- _Exigences_
Reproduisez les lignes ci-dessous en remplaçant « Mark » par « Outline » partout, sans rien modifier d'autre.

----

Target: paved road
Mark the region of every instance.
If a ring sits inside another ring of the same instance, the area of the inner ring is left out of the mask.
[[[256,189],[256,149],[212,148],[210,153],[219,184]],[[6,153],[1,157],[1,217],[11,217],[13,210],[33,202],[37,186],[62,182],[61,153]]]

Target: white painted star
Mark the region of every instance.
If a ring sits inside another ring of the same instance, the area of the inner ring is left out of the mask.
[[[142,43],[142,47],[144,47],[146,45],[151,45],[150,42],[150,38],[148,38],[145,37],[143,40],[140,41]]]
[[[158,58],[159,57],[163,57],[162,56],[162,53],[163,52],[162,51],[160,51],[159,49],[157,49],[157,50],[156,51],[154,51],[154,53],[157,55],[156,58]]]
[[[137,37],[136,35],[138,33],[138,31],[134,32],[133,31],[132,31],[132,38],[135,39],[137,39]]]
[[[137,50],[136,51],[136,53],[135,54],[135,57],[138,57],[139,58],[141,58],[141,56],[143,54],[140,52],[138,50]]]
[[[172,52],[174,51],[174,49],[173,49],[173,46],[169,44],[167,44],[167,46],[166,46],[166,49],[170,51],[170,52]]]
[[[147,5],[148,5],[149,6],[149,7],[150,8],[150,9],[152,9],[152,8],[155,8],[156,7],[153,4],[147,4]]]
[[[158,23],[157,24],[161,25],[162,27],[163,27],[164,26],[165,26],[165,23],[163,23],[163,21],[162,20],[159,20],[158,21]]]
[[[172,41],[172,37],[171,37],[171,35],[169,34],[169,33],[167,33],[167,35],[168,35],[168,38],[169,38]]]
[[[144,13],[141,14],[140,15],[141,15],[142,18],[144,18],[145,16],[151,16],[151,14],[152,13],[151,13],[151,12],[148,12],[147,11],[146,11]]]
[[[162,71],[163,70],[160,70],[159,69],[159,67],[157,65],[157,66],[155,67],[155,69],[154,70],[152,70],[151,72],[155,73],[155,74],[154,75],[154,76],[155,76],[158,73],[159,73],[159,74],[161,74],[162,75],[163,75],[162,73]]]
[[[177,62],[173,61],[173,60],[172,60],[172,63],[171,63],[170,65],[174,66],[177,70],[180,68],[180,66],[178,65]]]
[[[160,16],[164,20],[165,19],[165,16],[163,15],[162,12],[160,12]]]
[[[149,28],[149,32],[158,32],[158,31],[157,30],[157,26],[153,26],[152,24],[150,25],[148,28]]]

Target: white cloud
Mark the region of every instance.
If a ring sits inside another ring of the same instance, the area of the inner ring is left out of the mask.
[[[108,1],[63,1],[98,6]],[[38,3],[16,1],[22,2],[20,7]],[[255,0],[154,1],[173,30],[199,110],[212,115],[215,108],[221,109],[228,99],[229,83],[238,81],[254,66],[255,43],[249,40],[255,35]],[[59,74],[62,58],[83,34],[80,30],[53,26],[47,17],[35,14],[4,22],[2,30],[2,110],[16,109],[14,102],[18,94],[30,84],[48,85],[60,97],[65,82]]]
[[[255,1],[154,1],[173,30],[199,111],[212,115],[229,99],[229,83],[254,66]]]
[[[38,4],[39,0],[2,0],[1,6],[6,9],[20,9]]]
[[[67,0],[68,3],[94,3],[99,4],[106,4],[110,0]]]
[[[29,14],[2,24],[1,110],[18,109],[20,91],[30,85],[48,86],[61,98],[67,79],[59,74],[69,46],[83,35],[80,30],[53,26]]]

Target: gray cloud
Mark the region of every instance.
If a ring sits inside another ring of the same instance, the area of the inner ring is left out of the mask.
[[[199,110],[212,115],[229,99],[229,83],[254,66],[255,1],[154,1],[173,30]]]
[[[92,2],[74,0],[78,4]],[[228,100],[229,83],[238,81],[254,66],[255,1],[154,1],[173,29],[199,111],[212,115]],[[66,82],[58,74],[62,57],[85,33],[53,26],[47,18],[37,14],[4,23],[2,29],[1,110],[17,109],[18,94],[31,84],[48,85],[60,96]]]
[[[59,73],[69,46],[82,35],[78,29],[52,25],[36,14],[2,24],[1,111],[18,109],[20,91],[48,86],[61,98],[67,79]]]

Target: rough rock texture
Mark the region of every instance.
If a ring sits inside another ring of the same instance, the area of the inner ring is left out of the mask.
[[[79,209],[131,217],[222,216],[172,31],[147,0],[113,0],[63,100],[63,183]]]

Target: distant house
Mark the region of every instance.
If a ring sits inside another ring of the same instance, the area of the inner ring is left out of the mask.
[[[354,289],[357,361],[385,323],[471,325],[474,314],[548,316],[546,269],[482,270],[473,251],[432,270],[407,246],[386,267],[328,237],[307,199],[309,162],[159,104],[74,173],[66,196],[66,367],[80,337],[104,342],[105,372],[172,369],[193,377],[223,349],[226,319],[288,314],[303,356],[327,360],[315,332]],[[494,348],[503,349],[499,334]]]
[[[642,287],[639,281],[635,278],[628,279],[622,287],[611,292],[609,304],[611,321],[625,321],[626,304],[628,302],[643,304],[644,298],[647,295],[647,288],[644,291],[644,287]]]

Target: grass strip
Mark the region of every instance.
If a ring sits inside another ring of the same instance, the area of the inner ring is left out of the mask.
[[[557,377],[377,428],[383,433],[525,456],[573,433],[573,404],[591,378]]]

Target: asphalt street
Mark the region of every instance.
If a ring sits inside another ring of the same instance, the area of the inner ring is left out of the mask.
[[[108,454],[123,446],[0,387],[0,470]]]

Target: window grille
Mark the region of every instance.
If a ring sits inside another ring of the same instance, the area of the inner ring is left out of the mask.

----

- _Réponse à l'exercice_
Target: paved road
Outline the region of every instance.
If a ring sits inside another ring of the same instance, the area of the inner ring is left out of the mask.
[[[256,189],[256,149],[212,148],[210,153],[219,184]],[[6,153],[1,157],[1,217],[11,217],[13,210],[33,202],[37,186],[62,182],[61,153]]]

Target: white painted star
Outline the region of every instance.
If a ring sits inside another ring of the same instance, the area of the inner ring is left out of the mask.
[[[142,43],[142,47],[144,47],[146,45],[151,45],[150,42],[150,38],[148,38],[145,37],[143,40],[140,41]]]
[[[158,58],[159,57],[163,57],[162,56],[162,53],[163,52],[162,51],[160,51],[159,49],[157,49],[157,50],[156,51],[154,51],[154,53],[157,55],[156,58]]]
[[[137,37],[136,35],[138,33],[138,31],[134,32],[133,31],[132,31],[132,38],[135,39],[137,39]]]
[[[137,50],[136,51],[136,53],[135,54],[135,57],[138,57],[139,58],[141,58],[141,56],[143,54],[140,52],[138,50]]]
[[[172,52],[174,51],[174,49],[173,49],[173,46],[169,44],[167,44],[167,46],[166,46],[166,49],[170,51],[170,52]]]
[[[147,5],[148,5],[149,6],[149,7],[150,8],[150,9],[152,9],[152,8],[155,8],[156,7],[153,4],[147,4]]]
[[[158,23],[157,24],[161,25],[162,27],[163,27],[164,26],[165,26],[165,23],[163,23],[163,21],[162,20],[159,20],[158,21]]]
[[[172,41],[172,37],[171,37],[171,35],[169,34],[169,33],[167,33],[167,35],[168,35],[168,38],[169,38]]]
[[[144,13],[141,14],[140,15],[141,15],[142,18],[144,18],[145,16],[151,16],[151,14],[152,13],[151,13],[151,12],[148,12],[147,11],[146,11]]]
[[[162,71],[163,70],[160,70],[159,69],[159,67],[157,65],[157,66],[155,67],[155,69],[154,70],[152,70],[151,72],[155,73],[155,74],[154,75],[154,76],[155,76],[158,73],[159,73],[159,74],[161,74],[162,75],[163,75],[162,73]]]
[[[177,62],[173,61],[173,60],[172,60],[172,63],[171,63],[170,65],[174,66],[177,70],[180,68],[180,66],[178,65]]]
[[[160,16],[164,20],[165,19],[165,16],[163,15],[162,12],[160,12]]]
[[[149,28],[149,32],[158,32],[158,31],[157,30],[157,26],[153,26],[152,24],[150,25],[148,28]]]

Target: white cloud
Outline the region of every instance.
If a ring sits inside another ring of the same instance, the area of the inner ring is left out of the mask.
[[[108,1],[63,1],[98,6]],[[38,3],[16,1],[22,2],[20,7]],[[255,0],[154,1],[173,30],[199,110],[212,115],[215,108],[221,109],[228,99],[229,83],[238,81],[254,66],[255,43],[249,40],[255,35]],[[59,74],[62,58],[83,34],[80,30],[53,26],[47,17],[35,14],[4,22],[2,30],[2,110],[16,109],[14,102],[18,94],[30,84],[48,85],[60,97],[65,82]]]
[[[255,1],[154,1],[173,30],[199,111],[212,115],[229,99],[229,83],[254,66]]]
[[[38,4],[39,0],[2,0],[1,6],[6,9],[20,9]]]
[[[67,0],[68,3],[94,3],[99,4],[106,4],[110,0]]]
[[[29,14],[2,24],[1,110],[18,109],[20,91],[30,85],[48,86],[61,98],[67,79],[59,74],[69,46],[83,35],[80,30],[53,26]]]

Target: gray cloud
Outline the region of every instance.
If a ring sits inside another ring of the same instance, the area of the inner ring is left out of the mask.
[[[199,110],[212,115],[229,99],[229,83],[254,66],[255,1],[154,1],[173,30]]]
[[[92,2],[74,0],[78,4]],[[228,100],[229,83],[238,81],[254,66],[255,1],[154,1],[173,29],[199,111],[212,115]],[[66,82],[58,74],[62,57],[85,33],[53,26],[47,18],[37,14],[4,23],[2,29],[1,110],[17,109],[18,94],[31,84],[48,85],[60,96]]]
[[[59,73],[69,46],[82,35],[78,29],[52,25],[36,14],[2,24],[1,111],[18,109],[20,91],[48,86],[61,98],[67,79]]]

Target: rough rock texture
Outline the region of every instance.
If a ring sits inside another ring of the same instance, the area of the inner ring is left out of the mask.
[[[79,209],[131,217],[222,216],[172,31],[147,0],[113,0],[63,100],[63,183]]]

Target: distant house
Outline the region of every instance.
If a ring sits inside another ring of the same instance, the area of the inner ring is left out of the mask.
[[[354,289],[357,361],[385,323],[471,325],[474,314],[548,316],[546,269],[482,270],[473,251],[432,270],[407,246],[386,267],[328,237],[307,199],[309,162],[159,104],[74,173],[66,196],[66,367],[80,337],[104,342],[105,372],[172,369],[193,377],[223,349],[226,319],[288,314],[303,356],[327,360],[315,332]],[[494,348],[503,349],[499,334]]]
[[[642,287],[639,281],[635,278],[628,279],[622,287],[611,292],[609,304],[611,321],[625,321],[626,304],[628,302],[643,304],[644,298],[647,295],[647,288],[644,291],[644,287]]]

Target: grass strip
Outline the region of every instance.
If a ring sits inside another ring of the same instance, the area of the inner ring is left out of the mask.
[[[557,377],[377,428],[383,433],[525,456],[573,433],[573,404],[591,378]]]

Target: asphalt street
Outline the region of every instance.
If a ring sits inside another ring of the same instance, the area of the inner ring is left out of the mask.
[[[108,454],[123,446],[0,387],[0,470]]]

Target: window grille
Outline the region of every instance.
If a ring sits inside another ring of the same instance, the area of the inner ring is left out of the mask.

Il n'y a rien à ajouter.